─── PASSAGE SHOWN ───

Query demographic predictor 104 can include a search engine 202, a feature extractor 204, a query-demographic classifier 206, a search log 208, and a user profile database 210. Feature extractor 204 can be any conventional feature extractor such as, but not limited to, a Document Frequency (DF) feature extractor, an Information Gain (IF) feature extractor, a Mutual Information (MI) feature extractor, a χ2 Statistic (CHI) feature extractor, or a Term Strength (TS) feature extractor. Query-demographic classifier 206 can be any conventional database for classifying information. A query-demographic classifier can be, but is not limited to, a Support Vector Machines (SVM) classifier, a k-nearest neighbor (kNN) classifier, a Linear Least Squares Fit (LLSF) classifier, a Neural Network (NNet) classifier, or a Naive Bayes (NB) classifier. The search log 208 contains user search history information including search queries inputted by users and web pages browsed by users. User profile database 210 stores any type of user demographic attributes for all registered users.

The query-demographic predictor can be configured to obtain search results for corresponding search queries from the search engine 202 and extract features from the search results using the feature extractor 204. In an embodiment, a feature is a term or phrase that can be extracted from a broader contextual description and is used to identify a type of demographic attribute. For example, a feature can be extracted from a textual description of a search result wherein the feature would be associated with a type of demographic attribute related to the textual description. The query-demographic predictor can use the search log 208 to determine which users have been inputting certain search queries and obtain the users' corresponding demographic attributes from the user profile database 210. The query-demographic predictor can then associate and store those extracted features along with the corresponding user demographic attributes within the query-demographic classifier 206.

A page-demographic predictor is used to predict a confidence level for a particular demographic attribute given a certain web page. For example, the page-demographic predictor could predict the likelihood that a particular web page was browsed by a specific gender. In another example, the page-demographic predictor could predict the likelihood that a particular web page was browsed from someone at a specific location. The page-demographic predictor can predict any type of demographic attribute given a web page and should not be limited to just gender and location.

Page-demographic predictor 106 can include a feature extractor 212, a page-demographic classifier 214, a search log 216, and a user profile database 218. Feature extractor 204 can be any conventional feature extractor such as, but not limited to, a Document Frequency (DF) feature extractor, an Information Gain (IF) feature extractor, a Mutual Information (MI) feature extractor, a χ2 Statistic (CHI) feature extractor, or a Term Strength (TS) feature extractor. Query-demographic classifier 206 can be any conventional database for classifying information. A query-demographic classifier can be, but is not limited to, a Support Vector Machines (SVM) classifier, a k-nearest neighbor (kNN) classifier, a Linear Least Squares Fit (LLSF) classifier, a Neural Network (NNet) classifier, or a Naive Bayes (NB) classifier. The search log 216 contains user search history information including search queries inputted by users and web pages browsed by users. User profile database 218 stores any type of user demographic attributes for all registered users.

───

• REQUIREMENT 1:
Translate the following sentence from the passage on demographic predictors into Spanish: "A page-demographic predictor is used to predict a confidence level for a particular demographic attribute given a certain web page."
• REQUIREMENT 2:
Reproduce the portion of the passage on demographic predictors starting at "A page-demographic predictor" and ending at "gender and location.", swapping "gender" for "age group" wherever it occurs.
• REQUIREMENT 3:
Carry on the passage on demographic predictors from the point at which it stops.

─── ROWS ───

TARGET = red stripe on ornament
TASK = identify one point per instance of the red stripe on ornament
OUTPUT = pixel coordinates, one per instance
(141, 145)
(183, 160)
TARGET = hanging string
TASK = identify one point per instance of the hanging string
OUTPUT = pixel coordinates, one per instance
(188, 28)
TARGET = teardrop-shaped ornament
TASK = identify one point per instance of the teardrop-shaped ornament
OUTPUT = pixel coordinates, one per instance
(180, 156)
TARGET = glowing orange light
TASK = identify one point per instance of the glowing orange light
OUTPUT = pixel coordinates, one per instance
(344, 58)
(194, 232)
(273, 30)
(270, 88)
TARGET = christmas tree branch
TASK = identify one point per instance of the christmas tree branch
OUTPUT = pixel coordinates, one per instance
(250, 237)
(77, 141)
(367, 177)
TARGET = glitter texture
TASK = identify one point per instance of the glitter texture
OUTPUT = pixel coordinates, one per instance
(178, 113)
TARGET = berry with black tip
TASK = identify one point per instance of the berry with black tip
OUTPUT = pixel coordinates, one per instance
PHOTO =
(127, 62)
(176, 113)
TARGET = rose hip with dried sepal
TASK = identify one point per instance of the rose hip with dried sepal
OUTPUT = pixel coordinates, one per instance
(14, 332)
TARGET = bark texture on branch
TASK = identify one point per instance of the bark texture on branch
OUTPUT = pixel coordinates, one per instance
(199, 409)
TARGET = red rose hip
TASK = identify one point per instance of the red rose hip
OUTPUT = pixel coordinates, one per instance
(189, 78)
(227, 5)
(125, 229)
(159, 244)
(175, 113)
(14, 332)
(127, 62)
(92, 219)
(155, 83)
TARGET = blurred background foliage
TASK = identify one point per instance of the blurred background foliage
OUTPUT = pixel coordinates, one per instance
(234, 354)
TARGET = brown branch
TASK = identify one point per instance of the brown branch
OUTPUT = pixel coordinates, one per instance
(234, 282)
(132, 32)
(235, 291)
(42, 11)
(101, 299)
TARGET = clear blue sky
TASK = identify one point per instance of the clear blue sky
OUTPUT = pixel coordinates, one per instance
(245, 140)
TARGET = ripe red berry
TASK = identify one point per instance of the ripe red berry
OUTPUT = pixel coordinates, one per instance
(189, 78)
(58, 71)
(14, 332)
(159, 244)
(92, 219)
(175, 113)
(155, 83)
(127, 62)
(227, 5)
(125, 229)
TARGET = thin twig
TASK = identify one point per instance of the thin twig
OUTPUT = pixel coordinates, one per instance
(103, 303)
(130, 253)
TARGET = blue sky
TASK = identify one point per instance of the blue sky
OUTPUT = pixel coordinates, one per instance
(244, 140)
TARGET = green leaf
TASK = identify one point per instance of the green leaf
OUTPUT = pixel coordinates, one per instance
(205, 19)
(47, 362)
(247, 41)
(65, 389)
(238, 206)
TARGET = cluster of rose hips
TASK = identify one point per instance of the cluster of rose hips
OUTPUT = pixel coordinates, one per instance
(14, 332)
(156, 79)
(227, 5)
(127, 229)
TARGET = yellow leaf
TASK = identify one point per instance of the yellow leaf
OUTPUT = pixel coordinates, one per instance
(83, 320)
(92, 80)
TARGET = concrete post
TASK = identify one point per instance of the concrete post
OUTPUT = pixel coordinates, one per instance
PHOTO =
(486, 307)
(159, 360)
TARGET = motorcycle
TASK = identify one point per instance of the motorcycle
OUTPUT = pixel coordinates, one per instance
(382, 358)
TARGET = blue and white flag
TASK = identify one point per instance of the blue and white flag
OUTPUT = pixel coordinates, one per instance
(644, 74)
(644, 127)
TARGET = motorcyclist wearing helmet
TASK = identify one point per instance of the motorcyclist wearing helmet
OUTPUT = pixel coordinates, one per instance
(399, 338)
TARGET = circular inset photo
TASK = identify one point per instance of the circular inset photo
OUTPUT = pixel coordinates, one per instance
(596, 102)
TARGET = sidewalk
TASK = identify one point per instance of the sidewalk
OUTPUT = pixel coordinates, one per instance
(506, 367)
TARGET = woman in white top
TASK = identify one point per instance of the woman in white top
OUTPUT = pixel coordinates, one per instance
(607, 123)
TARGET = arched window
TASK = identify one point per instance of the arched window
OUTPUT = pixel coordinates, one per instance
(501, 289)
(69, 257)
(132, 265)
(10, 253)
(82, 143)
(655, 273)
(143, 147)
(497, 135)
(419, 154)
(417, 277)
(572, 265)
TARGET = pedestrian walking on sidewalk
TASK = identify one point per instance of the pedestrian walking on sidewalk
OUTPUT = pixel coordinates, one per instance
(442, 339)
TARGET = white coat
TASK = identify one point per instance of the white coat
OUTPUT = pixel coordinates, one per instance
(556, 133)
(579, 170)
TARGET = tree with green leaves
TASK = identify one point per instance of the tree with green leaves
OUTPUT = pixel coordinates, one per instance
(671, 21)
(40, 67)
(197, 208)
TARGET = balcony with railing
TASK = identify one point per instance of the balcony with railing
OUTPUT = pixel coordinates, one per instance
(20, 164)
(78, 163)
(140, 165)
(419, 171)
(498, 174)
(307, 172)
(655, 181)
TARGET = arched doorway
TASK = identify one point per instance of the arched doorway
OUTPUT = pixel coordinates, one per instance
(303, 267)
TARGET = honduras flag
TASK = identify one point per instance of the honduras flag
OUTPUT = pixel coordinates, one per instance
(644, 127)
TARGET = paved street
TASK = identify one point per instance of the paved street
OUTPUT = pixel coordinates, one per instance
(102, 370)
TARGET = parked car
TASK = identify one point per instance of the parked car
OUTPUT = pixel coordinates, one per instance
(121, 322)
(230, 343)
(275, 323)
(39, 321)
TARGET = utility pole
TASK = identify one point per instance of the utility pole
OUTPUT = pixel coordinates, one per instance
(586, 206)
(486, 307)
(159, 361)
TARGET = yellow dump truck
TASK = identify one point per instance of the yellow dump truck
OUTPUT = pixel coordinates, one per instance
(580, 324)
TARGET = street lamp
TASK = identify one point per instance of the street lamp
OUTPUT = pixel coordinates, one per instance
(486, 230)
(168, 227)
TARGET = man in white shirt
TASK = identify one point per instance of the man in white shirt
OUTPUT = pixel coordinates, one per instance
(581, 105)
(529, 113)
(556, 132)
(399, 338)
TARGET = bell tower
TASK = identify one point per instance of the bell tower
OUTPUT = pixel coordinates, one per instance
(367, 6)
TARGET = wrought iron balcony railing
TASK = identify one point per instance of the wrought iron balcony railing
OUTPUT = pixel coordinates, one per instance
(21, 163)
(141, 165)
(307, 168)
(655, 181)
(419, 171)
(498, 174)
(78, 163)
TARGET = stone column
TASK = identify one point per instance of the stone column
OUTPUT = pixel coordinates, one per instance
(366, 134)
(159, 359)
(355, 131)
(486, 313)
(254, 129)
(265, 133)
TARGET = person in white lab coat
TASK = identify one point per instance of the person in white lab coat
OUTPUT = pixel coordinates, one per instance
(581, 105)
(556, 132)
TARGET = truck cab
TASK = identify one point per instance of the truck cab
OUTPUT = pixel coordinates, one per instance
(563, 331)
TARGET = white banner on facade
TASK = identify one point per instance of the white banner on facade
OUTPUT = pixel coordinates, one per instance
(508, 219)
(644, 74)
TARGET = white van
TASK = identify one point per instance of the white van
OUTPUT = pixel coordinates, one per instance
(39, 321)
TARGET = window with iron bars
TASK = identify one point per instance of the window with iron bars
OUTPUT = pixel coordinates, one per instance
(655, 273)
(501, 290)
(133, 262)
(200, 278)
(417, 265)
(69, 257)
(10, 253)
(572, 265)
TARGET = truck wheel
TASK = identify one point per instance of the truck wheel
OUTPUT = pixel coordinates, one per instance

───

• REPLY 1:
Un predictor demográfico de páginas se utiliza para predecir un nivel de confianza para un atributo demográfico determinado, dada una página web concreta.

• REPLY 2:
A page-demographic predictor is used to predict a confidence level for a particular demographic attribute given a certain web page. For example, the page-demographic predictor could predict the likelihood that a particular web page was browsed by a specific age group. In another example, the page-demographic predictor could predict the likelihood that a particular web page was browsed from someone at a specific location. The page-demographic predictor can predict any type of demographic attribute given a web page and should not be limited to just age group and location.

• REPLY 3:
The page-demographic predictor can be configured to identify and obtain web pages browsed by users from search log 216 and to extract features from the web pages using the feature extractor 212. The page-demographic predictor can also use the search log 216 to determine which users have been browsing certain web pages and can obtain the users' corresponding demographic attributes from the user profile database 210. The query-demographic predictor can then associate and store those extracted features along with the corresponding user demographic attributes within the page-demographic classifier 214.

FIG. 3 illustrates an embodiment of a method for creating a query-demographic classifier. The query-demographic classifier is created by using information that is already known from the search log and user profile database in order to predict the demographic attributes of a non-registered user. At operation 302, the query-demographic predictor can transmit any desired training queries from the search log 208 to search engine 202. In an embodiment, the training queries are frequent search queries that are inputted by registered users. The training queries can be used to create a database of search queries with corresponding user demographic attributes that can be used to predict the demographic attributes of a non-registered user or a user with an incomplete user profile. For example, if a non-registered user inputs similar search queries as any of the training queries, then the query-demographic predictor can correlate the demographic attributes associated with the training query with the non-registered user.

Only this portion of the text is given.